Location labeling records
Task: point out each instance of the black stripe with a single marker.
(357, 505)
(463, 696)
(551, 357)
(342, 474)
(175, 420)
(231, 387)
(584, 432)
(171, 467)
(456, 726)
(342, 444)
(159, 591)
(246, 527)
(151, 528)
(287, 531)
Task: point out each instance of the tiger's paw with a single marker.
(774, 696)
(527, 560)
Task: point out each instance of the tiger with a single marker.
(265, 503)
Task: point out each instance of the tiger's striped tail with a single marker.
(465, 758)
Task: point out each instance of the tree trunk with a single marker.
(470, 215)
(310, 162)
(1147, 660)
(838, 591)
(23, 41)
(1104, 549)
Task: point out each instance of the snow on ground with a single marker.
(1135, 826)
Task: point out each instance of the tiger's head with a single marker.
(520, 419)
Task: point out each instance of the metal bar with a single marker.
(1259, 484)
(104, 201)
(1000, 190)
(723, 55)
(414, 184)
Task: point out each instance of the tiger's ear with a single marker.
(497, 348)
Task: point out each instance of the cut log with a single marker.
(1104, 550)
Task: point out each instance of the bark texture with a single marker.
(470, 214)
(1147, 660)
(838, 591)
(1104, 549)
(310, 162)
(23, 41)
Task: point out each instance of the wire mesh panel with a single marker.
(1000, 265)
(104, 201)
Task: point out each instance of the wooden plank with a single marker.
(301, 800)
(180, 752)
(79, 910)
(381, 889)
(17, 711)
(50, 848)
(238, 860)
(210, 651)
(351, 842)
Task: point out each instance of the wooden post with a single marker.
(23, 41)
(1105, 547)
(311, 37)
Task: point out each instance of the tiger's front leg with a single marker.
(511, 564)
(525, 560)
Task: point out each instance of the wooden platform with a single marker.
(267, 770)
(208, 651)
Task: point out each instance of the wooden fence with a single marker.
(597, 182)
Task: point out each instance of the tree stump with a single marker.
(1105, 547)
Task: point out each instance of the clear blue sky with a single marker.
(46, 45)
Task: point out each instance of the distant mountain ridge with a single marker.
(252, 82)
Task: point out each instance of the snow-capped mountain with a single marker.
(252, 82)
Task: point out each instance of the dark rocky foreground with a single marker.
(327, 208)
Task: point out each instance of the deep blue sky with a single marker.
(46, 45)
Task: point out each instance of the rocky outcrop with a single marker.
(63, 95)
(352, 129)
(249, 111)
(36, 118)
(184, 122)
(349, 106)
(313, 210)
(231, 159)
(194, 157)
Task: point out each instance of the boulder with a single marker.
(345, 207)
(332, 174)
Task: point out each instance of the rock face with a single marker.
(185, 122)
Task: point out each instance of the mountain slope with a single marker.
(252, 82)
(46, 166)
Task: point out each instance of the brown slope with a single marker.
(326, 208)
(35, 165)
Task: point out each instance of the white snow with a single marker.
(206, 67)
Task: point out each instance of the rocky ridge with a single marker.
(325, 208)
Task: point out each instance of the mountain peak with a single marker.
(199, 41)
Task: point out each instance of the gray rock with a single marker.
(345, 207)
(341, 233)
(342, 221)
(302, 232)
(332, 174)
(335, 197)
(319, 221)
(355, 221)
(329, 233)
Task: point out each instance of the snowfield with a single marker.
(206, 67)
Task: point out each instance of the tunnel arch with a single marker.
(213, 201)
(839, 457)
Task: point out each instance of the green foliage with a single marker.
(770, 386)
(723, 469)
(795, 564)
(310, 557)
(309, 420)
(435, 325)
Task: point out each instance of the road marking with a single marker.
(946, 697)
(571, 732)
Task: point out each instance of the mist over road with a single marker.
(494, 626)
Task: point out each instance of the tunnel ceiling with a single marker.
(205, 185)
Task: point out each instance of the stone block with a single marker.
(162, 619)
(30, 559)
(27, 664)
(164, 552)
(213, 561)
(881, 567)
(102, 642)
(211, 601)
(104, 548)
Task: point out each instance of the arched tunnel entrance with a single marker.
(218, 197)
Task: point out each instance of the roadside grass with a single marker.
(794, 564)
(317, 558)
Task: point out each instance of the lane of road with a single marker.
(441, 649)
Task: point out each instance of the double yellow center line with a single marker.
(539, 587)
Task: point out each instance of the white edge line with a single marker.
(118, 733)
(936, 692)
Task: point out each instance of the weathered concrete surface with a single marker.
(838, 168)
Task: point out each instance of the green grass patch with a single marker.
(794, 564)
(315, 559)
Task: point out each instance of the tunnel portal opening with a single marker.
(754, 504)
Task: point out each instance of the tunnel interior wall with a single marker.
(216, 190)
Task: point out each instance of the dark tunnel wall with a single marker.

**Work required**
Repeat every line of the material exactly as given.

**Worked answer**
Task: point out each instance of the black stripe with a single marker.
(357, 505)
(463, 696)
(551, 357)
(342, 474)
(175, 420)
(231, 387)
(584, 432)
(171, 467)
(456, 726)
(342, 444)
(159, 591)
(246, 527)
(151, 528)
(287, 531)
Task: point out each instance of the tiger's paw with a single marker.
(774, 696)
(527, 560)
Task: point out each instance of the tiger with a single marker.
(265, 503)
Task: point out each instance of the tiger's striped tail with a single marker.
(465, 758)
Task: point out each instance of the tree trunk with a single marker.
(470, 215)
(310, 162)
(1147, 660)
(838, 591)
(23, 41)
(1104, 549)
Task: point out each instance of the snow on ground with a single marker.
(1135, 826)
Task: point out each instance of the tiger's head with a single marker.
(520, 419)
Task: point out each instance of the metal bar with a single marker.
(1259, 484)
(104, 201)
(1000, 190)
(723, 55)
(414, 184)
Task: point out each instance of the tiger's ear with a single marker.
(497, 348)
Task: point out each instance of the cut log with a single marker.
(1104, 550)
Task: point out each instance of the bark texture with a single marker.
(470, 214)
(1147, 660)
(838, 591)
(1104, 549)
(310, 162)
(23, 41)
Task: point out each instance of the wire mesh panel with a single marker.
(1000, 265)
(104, 201)
Task: point out each instance of the wooden plank with a single marker.
(301, 800)
(180, 752)
(79, 910)
(381, 889)
(17, 711)
(50, 848)
(238, 860)
(210, 651)
(351, 842)
Task: point out each instance of the wooden post with a single marker.
(23, 41)
(1105, 547)
(311, 37)
Task: point out each instance of the tiger's front leg with a single marker.
(511, 564)
(525, 560)
Task: point out each instance of the wooden platform with a single marker.
(267, 770)
(208, 651)
Task: point out each instance of the wooden fence with a single marker.
(597, 182)
Task: point out each instance of the tree stump with a single marker.
(1105, 547)
Task: point out each instance of the clear blue sky with a single marker.
(46, 45)
Task: point out each instance of the distant mountain ridge with a single marker.
(252, 82)
Task: point out each instance of the snow-capped mountain with a single marker.
(252, 82)
Task: point out each instance of the dark rocky foreground with a single marker.
(327, 208)
Task: point out each instance of the deep blue sky with a single marker.
(46, 45)
Task: point out each instance of the rocky outcrop with a single marker.
(63, 95)
(352, 129)
(249, 111)
(36, 118)
(184, 122)
(349, 106)
(313, 210)
(231, 159)
(194, 157)
Task: point out each instance of the boulder with a single marker.
(345, 207)
(332, 174)
Task: point out each instance of the rock face with a single marker.
(185, 122)
Task: point out each instance of the mountain slope with a single marker.
(252, 82)
(46, 166)
Task: point out each instance of the brown slope with a single marker.
(326, 208)
(35, 165)
Task: point out each instance of the white snow with a single marker.
(206, 67)
Task: point out each instance of the rocky ridge with a single marker.
(325, 208)
Task: point out each instance of the mountain peak with a single marker.
(199, 41)
Task: point out each instance of the gray rock with a single marker.
(345, 207)
(341, 233)
(342, 221)
(302, 232)
(332, 174)
(335, 197)
(319, 221)
(355, 221)
(329, 233)
Task: point out each instance of the snowfield with a single marker.
(206, 67)
Task: point out each instance of the tunnel arch with a single marker.
(213, 201)
(839, 457)
Task: point out each instance of the green foliage with a single marker.
(770, 386)
(723, 469)
(795, 564)
(310, 557)
(309, 420)
(435, 325)
Task: point out each instance of the road marking with a single marker.
(946, 697)
(571, 732)
Task: point out each instance of the mist over road with a single marker.
(494, 626)
Task: point out each instance of the tunnel ceiling with a single marker.
(205, 185)
Task: point out each instance of the stone block with a single marker.
(162, 619)
(30, 559)
(27, 664)
(164, 552)
(213, 561)
(881, 567)
(102, 642)
(211, 601)
(104, 548)
Task: point out each instance of the arched tunnel entrance with a single marker.
(218, 197)
Task: point out each instance of the roadside grass with a single marker.
(794, 564)
(317, 558)
Task: point out each instance of the lane of road with a single marker.
(441, 649)
Task: point out each instance of the double yellow center line with a single marker.
(539, 587)
Task: point out each instance of the white edge line with a single marker.
(118, 733)
(936, 692)
Task: point out each instance of the weathered concrete surface with a single marker.
(838, 168)
Task: point out each instance of the green grass patch with a single marker.
(794, 564)
(315, 559)
Task: point out each instance of the tunnel portal opening with a single marker.
(754, 504)
Task: point out each instance of the tunnel interior wall with a single marker.
(216, 190)
Task: point out each instance of the dark tunnel wall with a single marker.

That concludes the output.